* What to work on
All of the data below is to be output without alteration.

[Data to use — start]

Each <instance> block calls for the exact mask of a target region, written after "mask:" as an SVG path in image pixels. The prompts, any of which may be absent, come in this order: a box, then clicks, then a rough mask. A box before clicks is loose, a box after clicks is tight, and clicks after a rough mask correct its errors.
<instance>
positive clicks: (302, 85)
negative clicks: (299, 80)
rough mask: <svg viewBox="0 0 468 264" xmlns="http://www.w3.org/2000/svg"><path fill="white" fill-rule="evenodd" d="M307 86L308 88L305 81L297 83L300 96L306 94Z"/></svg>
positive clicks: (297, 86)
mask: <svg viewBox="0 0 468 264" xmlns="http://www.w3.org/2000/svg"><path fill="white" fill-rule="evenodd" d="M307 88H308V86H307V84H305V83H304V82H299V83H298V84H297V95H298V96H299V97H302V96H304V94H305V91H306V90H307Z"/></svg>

[Data to use — finish]

* Answer space
Each <instance> block calls for the exact mask of a target region, written after "mask:" as an SVG path in image pixels. The prompts, any of which may be absent, come in this order: a box, then clicks, then a rough mask. A box before clicks is loose, a box after clicks is tight, and clicks after a rough mask correct its errors.
<instance>
positive clicks: (302, 85)
negative clicks: (299, 80)
rough mask: <svg viewBox="0 0 468 264" xmlns="http://www.w3.org/2000/svg"><path fill="white" fill-rule="evenodd" d="M307 86L308 88L305 81L297 83L300 96L306 94Z"/></svg>
positive clicks: (297, 86)
mask: <svg viewBox="0 0 468 264" xmlns="http://www.w3.org/2000/svg"><path fill="white" fill-rule="evenodd" d="M307 88H308V86H307V84H305V83H304V82H299V83H298V84H297V95H298V96H299V97H302V96H304V94H305V91H306V90H307Z"/></svg>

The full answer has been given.